Notice the pattern/memory-efficiency tag. That is not about SQL or ORM — it is about why you would use this pattern. When a user works on a data export job and Loop 6 infers pattern/memory-efficiency, this skill appears even if the user never mentioned SQLAlchemy.


How the Curator (Loop 4) Uses Tags

Loop 4, the Curator, runs periodically to merge duplicate skills and flag low-quality ones. Its merge heuristic is tag-based: two skills with identical tag sets and high title similarity are merge candidates.

This creates an important side effect: your tag design determines merge behavior. If you are inconsistent with naming — sometimes pattern/retry, sometimes pattern/retries, sometimes retry-logic — the Curator cannot identify duplicates that should be merged. You end up with fragmented variants of the same skill, each slightly different, none of them the canonical version.

To help the Curator:

  • Use singular forms consistently: pattern/retry not pattern/retries
  • Never abbreviate: domain/api-integration not domain/api
  • Commit to your namespace separator before you start: I use /, others use : or --

Run hermes curator --dry-run periodically to see what the Curator would merge. If it is not finding obvious duplicates, your tag consistency is probably off.


Building a Personal Skill Library Structure

After accumulating skills for a few months, I organize my ~/.hermes/skills/ directory into subdirectories that mirror the domain/ namespace:

~/.hermes/skills/
├── api-integration/
│   ├── handle-rate-limit-exponential-backoff.md
│   ├── paginate-cursor-based-api.md
│   └── parse-openapi-spec-for-endpoints.md
├── database/
│   ├── paginate-sqlalchemy-large-query.md
│   └── upsert-postgres-on-conflict.md
├── devops/
│   ├── parse-github-actions-workflow-yaml.md
│   └── build-minimal-docker-image-python.md
├── llm/
│   ├── stream-anthropic-response-with-tool-use.md
│   └── implement-prompt-caching-anthropic.md
└── testing/
    ├── mock-openai-responses-pytest.md
    └── snapshot-test-json-api-response.md

Hermes does not require this structure — it recursively scans the skills directory. But the subdirectory layout matches my domain namespace, which means when I manually browse my skill library, the filesystem structure and the tag structure are in sync. That consistency pays dividends when I am adding new skills by hand.

## Tasks for this exercise
[A] Quote word for word from the passage on Hermes skill tags, starting with "Notice the pattern/memory-efficiency" and going on through "never mentioned SQLAlchemy.".
[B] List the subdirectories that the passage on Hermes skill tags shows inside the ~/.hermes/skills/ directory.
The data that comes next has no connection to the passage on Hermes skill tags.

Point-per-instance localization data
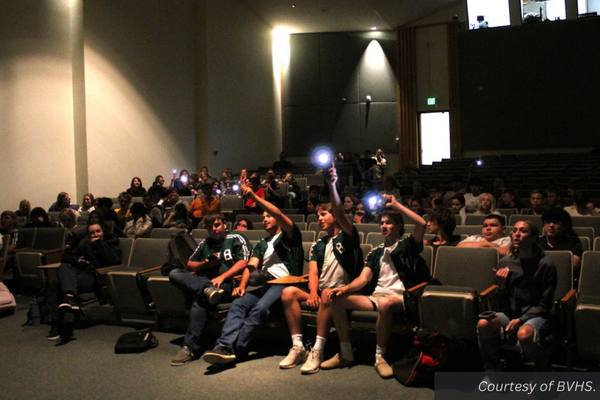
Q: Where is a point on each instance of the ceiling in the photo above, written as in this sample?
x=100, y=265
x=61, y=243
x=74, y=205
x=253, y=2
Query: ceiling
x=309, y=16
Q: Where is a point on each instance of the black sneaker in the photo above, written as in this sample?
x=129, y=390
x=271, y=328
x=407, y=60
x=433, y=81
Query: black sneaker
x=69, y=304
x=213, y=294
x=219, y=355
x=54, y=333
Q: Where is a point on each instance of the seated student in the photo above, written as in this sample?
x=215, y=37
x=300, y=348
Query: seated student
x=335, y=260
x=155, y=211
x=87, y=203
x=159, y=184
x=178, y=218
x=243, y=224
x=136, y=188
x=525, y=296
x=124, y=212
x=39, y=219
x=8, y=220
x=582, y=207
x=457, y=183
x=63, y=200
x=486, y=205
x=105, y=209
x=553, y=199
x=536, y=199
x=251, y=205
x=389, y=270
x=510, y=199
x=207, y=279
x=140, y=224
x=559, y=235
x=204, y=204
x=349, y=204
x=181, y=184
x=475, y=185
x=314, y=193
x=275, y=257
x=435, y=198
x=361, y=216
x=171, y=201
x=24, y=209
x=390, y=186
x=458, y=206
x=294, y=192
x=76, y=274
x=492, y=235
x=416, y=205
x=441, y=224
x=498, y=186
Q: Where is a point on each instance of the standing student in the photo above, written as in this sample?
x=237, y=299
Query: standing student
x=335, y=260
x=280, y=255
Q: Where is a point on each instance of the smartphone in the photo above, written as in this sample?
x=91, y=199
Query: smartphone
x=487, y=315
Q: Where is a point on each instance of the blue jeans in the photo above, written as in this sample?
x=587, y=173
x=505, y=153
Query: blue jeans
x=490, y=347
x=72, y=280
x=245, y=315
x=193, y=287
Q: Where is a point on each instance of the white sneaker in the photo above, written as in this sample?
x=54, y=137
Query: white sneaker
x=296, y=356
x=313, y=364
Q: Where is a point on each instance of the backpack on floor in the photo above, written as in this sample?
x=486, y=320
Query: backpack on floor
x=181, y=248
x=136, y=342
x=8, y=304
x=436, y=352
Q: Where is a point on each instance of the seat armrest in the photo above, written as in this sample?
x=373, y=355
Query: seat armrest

## Solutions to the tasks
[A]
Notice the pattern/memory-efficiency tag. That is not about SQL or ORM — it is about why you would use this pattern. When a user works on a data export job and Loop 6 infers pattern/memory-efficiency, this skill appears even if the user never mentioned SQLAlchemy.

[B]
api-integration/
database/
devops/
llm/
testing/